Requests
1: Quote the blog archive below between "George Dubya Uses" and "on another site.", inclusive.
2: Pick out each line of the listing below that holds the word "tall".

Archive for October, 2006

Google Acquires Jotspot

Tuesday, October 31st, 2006

Google snaps up another Web 2.0 company. This time it is Jotspot. Jotspot is a wiki platform allowing for groups to colloborate, including via spreadsheets, calendars, email and more. In my opinion, wikis have a promising future. Wikipidedia has already proven the model, but once wikis become popular in smaller niches we’ll really see what their potential is. Though I don’t know the terms of the deal, this was a smart purchase by Google (can’t say the same about YouTube).

If you look at Google’s purchases, most of them would be deemed software purchases rather than content purchases, which is good. They are products that help people find things or enable them in some way. When Google starts purchasing content sites, I’ll be worried. Who wants their content finder to also be the content producer? Its like the many AOL users who don’t realize their is a whole “Web” to discover outside of the AOL blinders.

Of the major search engines, Yahoo seems to be most inclined to buy content sites. Google base was a project where Google came close to being a “publisher.” The project has changed over time and I must say I was unimpressed with it. Spending 5 minutes in base, you’ll easily see why most people choose to go to the existing leaders in job listings, real estate, autos, hotels, recipes, etc.

George Dubya Uses “The Google”

Tuesday, October 24th, 2006

It is no surprise that George Bush uses Google, but what is funny in this Maria Bartiromo interview is how George refers to Google. He calls it “The Google.”

Bush Google
Click on the image to view the video on another site.

He mentions using Google to look at satellite images of “The Ranch.” I wouldn’t be surprised if Intelligence uses web maps as well. I remember when I was in the financial industry, brokerage companies were complaining that their employees were using Yahoo Finance instead of their own in-house tools. It serves as a reminder that users will often choose usability over the quality or quantity of data.

Danny Sullivan Announces His Plans

Monday, October 23rd, 2006

After a couple months of pondering, search industry leader Danny Sullivan announced his future plans. Judging from his post, Incisive media is paying Danny to help them transition SES to a new chair. Danny will chair SES New York in April ‘07, co-chair SES San Jose in August and will be a speaker at SES Chicago in Dec. ‘07. For Search Engine Watch, Danny’s last day will be November 30th.

By working together, Incisive will do a better job of keeping the SES business going and Danny bought himself some time to develop a new publication and events. According to his post, Danny will be creating a new search blog and will host events on his own.

As one of many people who begged Danny to continue doing what he is doing, but for himself, I’m glad to see Danny finally announce his plans this morning.

Nielsen Releases September Search Data

Thursday, October 19th, 2006

Nielsen//NetRatings just released September ‘06 search data. Here’s the data (I added the ”all others line.”):

september search traffic
Obviously Google is the big winner here. Yahoo, Ask and My Way received healthy growth Y/Y, while MSN, AOL, iWon and Dogpile are suffering. Backing the data out, I estimate a year-over-year increase of 16.9% increase in total # of searches. If I had unique visitor #s to go with this data, then we’d know exactly how much to attribute to increased search activity per user, but my hunch is that much of the 16.9% can be attributed to increased activity.

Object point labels
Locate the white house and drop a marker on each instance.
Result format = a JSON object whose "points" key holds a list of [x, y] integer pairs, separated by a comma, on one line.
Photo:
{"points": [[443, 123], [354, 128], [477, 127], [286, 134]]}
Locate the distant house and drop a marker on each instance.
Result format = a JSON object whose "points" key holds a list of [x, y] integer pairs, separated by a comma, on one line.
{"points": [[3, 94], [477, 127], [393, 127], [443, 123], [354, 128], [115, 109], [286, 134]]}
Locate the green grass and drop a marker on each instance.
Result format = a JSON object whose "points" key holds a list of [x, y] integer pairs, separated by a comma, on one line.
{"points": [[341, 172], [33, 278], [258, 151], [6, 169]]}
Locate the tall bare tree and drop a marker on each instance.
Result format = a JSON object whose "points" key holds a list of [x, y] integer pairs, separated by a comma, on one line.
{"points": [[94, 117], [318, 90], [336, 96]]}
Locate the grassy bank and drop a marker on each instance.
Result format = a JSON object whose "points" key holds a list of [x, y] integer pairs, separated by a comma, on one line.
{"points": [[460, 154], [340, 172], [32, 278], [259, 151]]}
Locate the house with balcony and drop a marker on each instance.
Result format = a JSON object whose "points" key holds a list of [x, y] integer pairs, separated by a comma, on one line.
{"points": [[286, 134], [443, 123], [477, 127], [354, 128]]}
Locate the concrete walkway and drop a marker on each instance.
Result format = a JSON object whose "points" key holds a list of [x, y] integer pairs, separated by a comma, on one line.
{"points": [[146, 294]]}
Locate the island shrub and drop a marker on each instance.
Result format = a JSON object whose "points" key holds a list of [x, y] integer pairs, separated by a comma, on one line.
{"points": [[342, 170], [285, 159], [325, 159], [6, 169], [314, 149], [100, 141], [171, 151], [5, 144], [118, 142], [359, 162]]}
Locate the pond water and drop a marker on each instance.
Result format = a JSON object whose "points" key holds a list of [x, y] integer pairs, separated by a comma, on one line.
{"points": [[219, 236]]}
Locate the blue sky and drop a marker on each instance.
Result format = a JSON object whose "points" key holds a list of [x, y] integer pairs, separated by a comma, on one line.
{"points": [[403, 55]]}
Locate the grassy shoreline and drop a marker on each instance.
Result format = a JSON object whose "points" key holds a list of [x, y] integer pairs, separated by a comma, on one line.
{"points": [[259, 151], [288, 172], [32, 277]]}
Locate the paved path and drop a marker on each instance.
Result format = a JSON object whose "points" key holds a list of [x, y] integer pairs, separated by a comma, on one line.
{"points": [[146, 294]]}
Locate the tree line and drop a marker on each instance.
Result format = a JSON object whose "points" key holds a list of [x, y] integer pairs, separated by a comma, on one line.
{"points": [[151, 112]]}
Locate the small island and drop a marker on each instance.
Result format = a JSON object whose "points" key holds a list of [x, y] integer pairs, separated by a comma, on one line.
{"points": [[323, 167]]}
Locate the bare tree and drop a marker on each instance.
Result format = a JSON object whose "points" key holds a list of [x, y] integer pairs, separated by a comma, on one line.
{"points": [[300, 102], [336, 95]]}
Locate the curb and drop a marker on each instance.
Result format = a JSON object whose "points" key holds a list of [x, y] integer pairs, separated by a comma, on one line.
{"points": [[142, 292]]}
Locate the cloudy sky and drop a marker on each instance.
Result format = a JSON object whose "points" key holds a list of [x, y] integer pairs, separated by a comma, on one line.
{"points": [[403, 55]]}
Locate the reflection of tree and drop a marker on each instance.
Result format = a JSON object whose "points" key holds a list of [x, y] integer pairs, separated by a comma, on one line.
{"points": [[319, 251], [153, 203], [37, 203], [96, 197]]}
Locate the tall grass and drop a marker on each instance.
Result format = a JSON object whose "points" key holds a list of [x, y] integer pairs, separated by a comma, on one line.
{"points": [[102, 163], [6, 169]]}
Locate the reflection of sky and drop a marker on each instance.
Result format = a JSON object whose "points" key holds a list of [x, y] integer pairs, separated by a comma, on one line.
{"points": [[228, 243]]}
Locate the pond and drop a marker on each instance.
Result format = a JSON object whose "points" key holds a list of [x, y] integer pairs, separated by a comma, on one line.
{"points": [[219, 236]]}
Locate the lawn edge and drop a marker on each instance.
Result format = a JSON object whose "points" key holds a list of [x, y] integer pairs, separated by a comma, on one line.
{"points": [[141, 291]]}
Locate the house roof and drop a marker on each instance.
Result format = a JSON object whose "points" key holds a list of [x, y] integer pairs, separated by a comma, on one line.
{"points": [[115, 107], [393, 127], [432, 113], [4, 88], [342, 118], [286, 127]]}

Exercise results
1:
George Dubya Uses “The Google”

Tuesday, October 24th, 2006

It is no surprise that George Bush uses Google, but what is funny in this Maria Bartiromo interview is how George refers to Google. He calls it “The Google.”

Bush Google
Click on the image to view the video on another site.

2:
Locate the tall bare tree and drop a marker on each instance.
Locate the tall grass and drop a marker on each instance.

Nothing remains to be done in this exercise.